===== Extract to read

Why Companies Fail to Pay a Living Wage

By Erinch Sahan, Head of Food & Climate Policy and Campaigns (interim)

Why Companies Fail to Pay a Living Wage

With companies seeking to maximise profits to meet investors’ expectations, workers in the supply chain lose out and remain trapped in poverty. Erinch Sahan looks at why workers continue to earn poverty wages around the world and argues that companies need to be given the freedom to forgo profits for the greater good of shared prosperity.

This isn’t new. We have known for decades that it is immoral for people who make and grow the products we enjoy to earn poverty wages, given the businesses involved make healthy profits. Put simply, workers, from farms in Malawi to factories in Bangladesh, are trapped in poverty while everyone else profits.

Corporate structures do not allow companies to be ‘generous’, and paying above what you can get away with paying is deemed to be an act of generosity. Our corporate structures do not allow companies to be ‘generous’, and paying above what you can get away with paying is deemed to be an act of generosity. Unless it is necessary (due to government requirements or consumer pressure) or there’s a business case to be made, you will not relinquish profits to fund wage increases. You just cannot justify it to your financial stakeholders.

==========

Task set:
[A] Reproduce the passage of the living-wage article that opens with the words containing "With companies seeking" and closes with "everyone else profits.".
[B] In the living-wage article, which two countries are named as the places where farm and factory workers are trapped in poverty?
The listing after this point has no connection to the living-wage article.

===== Given entries

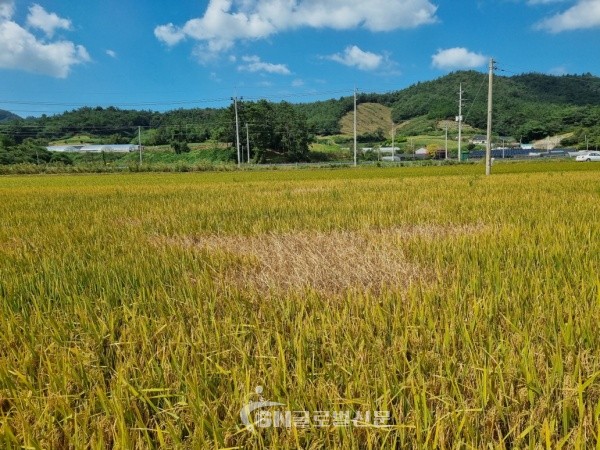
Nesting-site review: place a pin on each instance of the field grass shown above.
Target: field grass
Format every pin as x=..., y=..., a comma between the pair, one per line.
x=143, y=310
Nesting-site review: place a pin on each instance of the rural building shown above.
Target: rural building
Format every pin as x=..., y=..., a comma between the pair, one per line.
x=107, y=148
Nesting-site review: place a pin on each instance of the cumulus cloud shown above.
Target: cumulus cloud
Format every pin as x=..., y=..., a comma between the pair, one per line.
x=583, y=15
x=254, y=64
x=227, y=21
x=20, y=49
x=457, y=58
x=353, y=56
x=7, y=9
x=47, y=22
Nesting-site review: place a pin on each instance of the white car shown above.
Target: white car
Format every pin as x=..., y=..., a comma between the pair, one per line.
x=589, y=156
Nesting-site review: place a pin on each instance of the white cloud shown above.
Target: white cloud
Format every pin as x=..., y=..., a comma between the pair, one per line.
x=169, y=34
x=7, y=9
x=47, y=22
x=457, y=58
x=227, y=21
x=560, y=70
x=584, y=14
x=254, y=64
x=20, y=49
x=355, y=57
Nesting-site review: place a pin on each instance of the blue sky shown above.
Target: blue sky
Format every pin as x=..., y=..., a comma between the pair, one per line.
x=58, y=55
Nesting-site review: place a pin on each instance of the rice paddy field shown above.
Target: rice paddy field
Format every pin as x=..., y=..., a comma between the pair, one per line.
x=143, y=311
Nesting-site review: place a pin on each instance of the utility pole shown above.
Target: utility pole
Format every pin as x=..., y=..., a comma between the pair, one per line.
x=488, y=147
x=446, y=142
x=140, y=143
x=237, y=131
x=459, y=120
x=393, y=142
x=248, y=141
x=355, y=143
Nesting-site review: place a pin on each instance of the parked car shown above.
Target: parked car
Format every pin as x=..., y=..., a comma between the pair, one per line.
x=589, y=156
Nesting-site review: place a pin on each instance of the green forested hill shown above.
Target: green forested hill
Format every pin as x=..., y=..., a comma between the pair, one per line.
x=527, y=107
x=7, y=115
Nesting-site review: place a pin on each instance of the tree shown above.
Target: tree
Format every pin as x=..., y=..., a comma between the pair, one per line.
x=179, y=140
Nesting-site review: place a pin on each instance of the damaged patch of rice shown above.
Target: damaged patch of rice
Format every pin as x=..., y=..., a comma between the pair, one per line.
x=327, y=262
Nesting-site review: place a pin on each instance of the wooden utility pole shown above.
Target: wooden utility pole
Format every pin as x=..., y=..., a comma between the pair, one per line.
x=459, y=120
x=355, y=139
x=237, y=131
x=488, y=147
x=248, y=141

==========

Expected responses:
[A]
With companies seeking to maximise profits to meet investors’ expectations, workers in the supply chain lose out and remain trapped in poverty. Erinch Sahan looks at why workers continue to earn poverty wages around the world and argues that companies need to be given the freedom to forgo profits for the greater good of shared prosperity.

This isn’t new. We have known for decades that it is immoral for people who make and grow the products we enjoy to earn poverty wages, given the businesses involved make healthy profits. Put simply, workers, from farms in Malawi to factories in Bangladesh, are trapped in poverty while everyone else profits.

[B] Malawi for farms and Bangladesh for factories.